Instructions for the task:
Please render the data as a two-column CSV with the headers text and answer, covering everything from the start of the data down to the line containing "[[[3,0],[61,86],[173,88],[256,65],[256,0]]]". Give one row for each text with its answer, put each in a single quoted field with line breaks turned into spaces, and leave the pictures out.

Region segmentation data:
------------------------------------

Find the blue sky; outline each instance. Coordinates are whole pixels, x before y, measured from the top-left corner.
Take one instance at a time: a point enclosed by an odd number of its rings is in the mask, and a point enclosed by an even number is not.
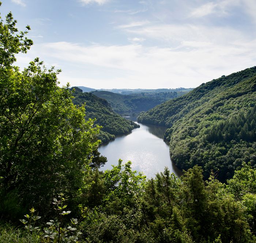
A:
[[[3,0],[61,86],[173,88],[256,65],[256,0]]]

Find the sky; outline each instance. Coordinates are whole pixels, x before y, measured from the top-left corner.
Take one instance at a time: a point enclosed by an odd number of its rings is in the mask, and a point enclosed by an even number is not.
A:
[[[60,86],[195,87],[256,65],[256,0],[2,0]]]

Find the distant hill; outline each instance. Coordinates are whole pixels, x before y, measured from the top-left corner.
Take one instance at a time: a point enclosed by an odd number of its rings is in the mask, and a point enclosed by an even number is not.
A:
[[[177,97],[177,92],[139,93],[123,95],[108,91],[95,90],[91,92],[108,101],[114,110],[122,115],[137,116],[141,111],[148,110],[170,99]]]
[[[83,93],[77,87],[74,88],[73,103],[80,106],[86,103],[86,117],[96,118],[95,123],[102,126],[99,138],[103,143],[113,139],[115,135],[127,133],[133,128],[139,127],[136,124],[126,120],[113,112],[106,100],[91,93]]]
[[[177,88],[176,89],[96,89],[88,88],[83,86],[78,86],[78,87],[83,92],[90,92],[95,90],[98,91],[108,91],[116,94],[123,95],[134,95],[136,94],[142,94],[143,93],[155,93],[176,92],[177,96],[180,96],[185,93],[187,93],[193,90],[193,88],[186,89],[185,88]]]
[[[172,160],[187,169],[202,166],[222,180],[243,161],[256,166],[256,67],[223,76],[138,118],[165,126]]]
[[[79,88],[80,89],[83,91],[83,92],[90,92],[91,91],[93,91],[94,90],[96,90],[95,89],[92,89],[91,88],[88,88],[88,87],[85,87],[84,86],[78,86],[78,88]]]

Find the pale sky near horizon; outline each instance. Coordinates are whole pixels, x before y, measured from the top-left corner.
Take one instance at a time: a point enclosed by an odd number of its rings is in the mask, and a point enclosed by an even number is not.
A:
[[[256,65],[256,0],[2,0],[61,85],[195,87]]]

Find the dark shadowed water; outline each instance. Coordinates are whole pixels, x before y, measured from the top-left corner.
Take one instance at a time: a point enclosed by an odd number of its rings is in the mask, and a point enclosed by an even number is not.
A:
[[[99,152],[108,160],[102,169],[112,169],[111,165],[117,165],[121,158],[123,163],[131,160],[133,169],[143,172],[148,178],[163,172],[165,166],[180,176],[181,171],[172,162],[169,146],[163,140],[166,128],[139,124],[139,128],[99,147]]]

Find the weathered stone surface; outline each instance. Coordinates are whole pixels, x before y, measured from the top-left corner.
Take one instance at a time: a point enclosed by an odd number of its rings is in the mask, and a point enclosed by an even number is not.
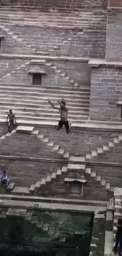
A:
[[[117,6],[118,2],[114,2]],[[122,7],[122,2],[119,3]],[[105,58],[107,61],[122,61],[122,9],[110,9],[107,16]]]
[[[26,212],[26,209],[9,208],[6,216],[17,218],[24,218]]]
[[[85,179],[87,180],[84,184],[83,198],[81,194],[71,193],[69,186],[65,184],[65,179],[81,179],[82,175],[84,175]],[[95,181],[94,177],[91,177],[87,173],[85,173],[83,170],[74,170],[69,169],[67,173],[62,174],[52,180],[47,185],[43,186],[38,191],[38,195],[43,196],[54,196],[54,197],[65,197],[72,198],[80,198],[88,200],[98,200],[105,201],[107,200],[109,195],[104,186],[100,185],[100,183]]]
[[[91,69],[90,117],[99,121],[120,121],[117,102],[122,96],[122,69],[93,67]]]
[[[105,0],[92,0],[92,1],[80,1],[78,0],[77,2],[72,1],[60,1],[60,0],[47,0],[46,2],[43,2],[43,0],[9,0],[5,1],[1,0],[2,6],[9,6],[9,5],[16,5],[16,6],[35,6],[35,7],[40,7],[44,10],[49,10],[50,9],[81,9],[81,8],[105,8],[106,7]]]
[[[19,125],[17,129],[16,129],[16,132],[17,133],[31,133],[32,131],[34,130],[34,127],[33,126],[20,126]]]

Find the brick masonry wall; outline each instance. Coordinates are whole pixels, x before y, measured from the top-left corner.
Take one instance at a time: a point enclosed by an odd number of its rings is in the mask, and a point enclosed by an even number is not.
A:
[[[108,152],[105,152],[104,154],[99,154],[97,158],[94,158],[94,161],[122,164],[121,152],[122,143],[120,143],[114,147],[111,147]]]
[[[12,71],[15,71],[17,68],[20,67],[21,65],[24,65],[25,62],[26,61],[23,59],[0,58],[0,79],[2,80],[2,76]]]
[[[91,150],[96,150],[107,142],[118,135],[116,132],[102,131],[75,130],[72,129],[68,135],[65,133],[65,128],[59,132],[57,128],[40,128],[40,132],[45,134],[46,137],[50,138],[65,151],[73,155],[83,155],[91,153]]]
[[[106,60],[122,61],[122,9],[108,10],[106,35]]]
[[[56,9],[82,9],[82,8],[88,8],[88,9],[105,9],[107,6],[106,0],[1,0],[1,4],[3,6],[9,5],[20,5],[20,6],[35,6],[40,7],[44,10],[49,10],[52,8]]]
[[[89,28],[90,27],[90,28]],[[22,39],[20,43],[6,35],[2,43],[2,52],[13,54],[28,54],[32,51],[49,50],[52,55],[69,55],[77,57],[104,58],[105,49],[105,23],[99,28],[91,28],[87,24],[83,29],[64,29],[54,28],[36,28],[32,26],[8,26]],[[54,49],[57,46],[58,49]]]
[[[113,161],[112,158],[111,161]],[[121,187],[121,184],[122,184],[121,167],[91,166],[91,168],[92,169],[93,171],[96,172],[98,176],[99,175],[102,176],[102,178],[106,180],[106,182],[110,182],[111,186]]]
[[[122,0],[109,0],[108,1],[108,7],[116,8],[122,7]]]
[[[98,182],[95,181],[94,178],[91,178],[88,174],[84,173],[83,171],[70,170],[68,173],[61,175],[54,180],[48,185],[44,186],[40,189],[39,195],[43,196],[53,196],[53,197],[65,197],[81,199],[81,195],[72,194],[68,191],[68,187],[64,181],[65,178],[76,178],[84,175],[87,182],[84,187],[84,196],[83,199],[86,200],[108,200],[109,193],[104,187],[101,186]]]
[[[11,182],[17,186],[30,187],[32,183],[46,178],[47,175],[56,172],[57,168],[62,167],[59,162],[32,161],[23,160],[0,160],[0,175],[6,171]]]
[[[90,117],[99,121],[117,121],[120,108],[116,106],[122,97],[122,69],[92,68],[91,82]]]
[[[3,60],[3,61],[2,61]],[[2,63],[2,69],[0,75],[6,74],[12,70],[15,70],[17,66],[24,64],[27,61],[20,59],[1,59],[0,65]],[[79,85],[89,85],[91,83],[91,67],[88,65],[88,61],[54,61],[49,60],[54,65],[56,65],[59,69],[66,73],[71,79],[73,79]],[[6,65],[6,67],[3,64]],[[14,67],[14,68],[13,68]],[[72,87],[71,83],[65,77],[57,73],[54,69],[46,67],[43,65],[28,65],[20,70],[17,70],[15,73],[12,73],[10,76],[3,78],[2,80],[8,83],[24,83],[32,84],[32,75],[28,74],[30,69],[43,69],[46,72],[46,76],[43,76],[42,85],[52,85],[52,86],[67,86]]]
[[[17,41],[16,39],[13,39],[10,35],[7,34],[6,32],[2,28],[0,28],[0,35],[3,35],[5,36],[5,39],[1,42],[1,53],[28,54],[31,52],[31,50],[24,43]]]

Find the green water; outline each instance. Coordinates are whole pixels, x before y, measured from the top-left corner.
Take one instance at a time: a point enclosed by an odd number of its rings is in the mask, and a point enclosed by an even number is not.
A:
[[[35,210],[29,221],[0,219],[0,256],[88,256],[93,217]]]

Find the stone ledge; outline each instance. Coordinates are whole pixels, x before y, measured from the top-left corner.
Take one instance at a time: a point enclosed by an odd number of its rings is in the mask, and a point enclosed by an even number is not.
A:
[[[99,66],[111,67],[111,68],[122,68],[122,62],[120,61],[106,61],[105,59],[91,59],[88,65],[93,68]]]
[[[34,126],[18,126],[16,129],[17,133],[31,134],[34,130]]]
[[[1,58],[10,58],[10,59],[24,59],[24,60],[31,60],[31,59],[37,59],[37,60],[52,60],[57,61],[76,61],[76,62],[86,62],[88,63],[90,58],[80,58],[80,57],[69,57],[69,56],[47,56],[47,55],[40,55],[37,56],[36,54],[0,54]]]
[[[24,218],[26,214],[27,210],[26,209],[13,209],[9,208],[6,216],[11,217],[17,217],[17,218]]]
[[[18,160],[18,161],[40,161],[40,162],[52,162],[52,163],[62,163],[63,165],[68,164],[66,159],[57,159],[57,158],[32,158],[32,157],[20,157],[14,155],[0,155],[0,159],[6,160]]]
[[[31,198],[31,197],[30,197]],[[106,210],[106,206],[85,206],[85,205],[75,205],[75,204],[65,204],[58,202],[31,202],[28,198],[28,201],[20,200],[0,200],[0,207],[5,208],[13,208],[14,209],[28,209],[28,210],[59,210],[59,211],[71,211],[71,212],[83,212],[84,213],[91,213],[95,215],[99,212]]]
[[[0,35],[0,39],[5,39],[5,35]]]
[[[108,201],[95,201],[95,200],[79,200],[79,199],[67,199],[61,198],[47,198],[40,196],[30,195],[5,195],[0,194],[0,200],[18,200],[18,201],[34,201],[34,202],[57,202],[64,204],[78,204],[78,205],[89,205],[89,206],[106,206]]]
[[[46,72],[44,70],[39,70],[39,69],[30,69],[28,70],[28,74],[41,74],[41,75],[46,75]]]

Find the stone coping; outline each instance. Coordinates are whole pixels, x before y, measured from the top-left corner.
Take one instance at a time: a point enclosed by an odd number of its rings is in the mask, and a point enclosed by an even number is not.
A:
[[[68,164],[67,159],[58,159],[58,158],[32,158],[32,157],[21,157],[14,155],[0,155],[0,159],[7,160],[18,160],[18,161],[39,161],[39,162],[52,162],[52,163],[62,163],[63,165]]]
[[[70,57],[70,56],[48,56],[48,55],[37,55],[37,54],[0,54],[1,58],[11,58],[11,59],[46,59],[52,61],[76,61],[76,62],[88,62],[88,58],[81,57]]]
[[[24,121],[21,119],[17,119],[18,125],[33,125],[35,128],[54,128],[57,126],[57,121]],[[0,117],[0,125],[6,125],[5,118]],[[94,130],[94,131],[105,131],[105,132],[122,132],[122,122],[115,122],[115,121],[86,121],[85,123],[72,123],[71,128],[73,130]]]
[[[0,35],[0,39],[5,39],[5,35]]]
[[[46,72],[44,70],[39,70],[39,69],[30,69],[28,70],[28,74],[41,74],[41,75],[46,75]]]
[[[107,61],[105,59],[91,59],[88,62],[89,65],[91,67],[99,67],[99,66],[108,66],[111,68],[122,68],[121,61]]]
[[[79,200],[73,198],[53,198],[53,197],[40,197],[40,196],[30,196],[30,195],[14,195],[9,194],[0,194],[0,200],[19,200],[19,201],[29,201],[29,202],[57,202],[62,204],[74,204],[74,205],[89,205],[96,206],[107,206],[107,201],[97,201],[97,200]]]
[[[8,200],[0,199],[0,207],[10,207],[19,209],[32,209],[32,210],[59,210],[59,211],[72,211],[72,212],[82,212],[82,213],[91,213],[94,215],[99,215],[98,213],[106,210],[106,206],[84,206],[84,205],[74,205],[74,204],[64,204],[64,203],[51,203],[51,202],[39,202],[29,201],[20,201],[20,200]]]

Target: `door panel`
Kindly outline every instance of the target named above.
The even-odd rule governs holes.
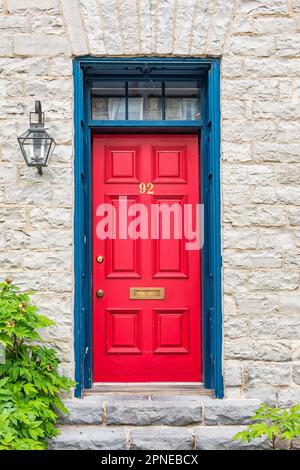
[[[200,202],[198,137],[95,135],[92,148],[94,382],[199,382],[201,252],[187,251],[177,233],[184,205]],[[97,236],[104,203],[114,207],[105,227],[113,239]]]

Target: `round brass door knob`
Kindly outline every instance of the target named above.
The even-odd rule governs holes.
[[[98,289],[96,291],[96,296],[99,298],[99,299],[102,299],[102,297],[104,296],[104,291],[102,289]]]

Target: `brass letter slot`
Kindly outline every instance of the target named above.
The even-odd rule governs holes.
[[[164,287],[130,287],[129,298],[132,300],[157,300],[165,298]]]

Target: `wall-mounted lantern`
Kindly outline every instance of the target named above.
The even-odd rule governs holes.
[[[43,174],[54,150],[55,141],[47,134],[44,127],[44,113],[40,101],[35,102],[35,111],[30,113],[30,127],[18,137],[18,142],[27,166],[36,167]]]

------------------------------------

Finished answer:
text,answer
"Find the blue sky; outline each instance. Coordinates are whole pixels, x before y, measured from the top-left corner. Take one instance at a time: a point enclosed by an odd number of its rings is in the mask, and a point enclosed by an even number is not. A:","[[[3,0],[61,86],[173,88],[256,65],[256,0]]]"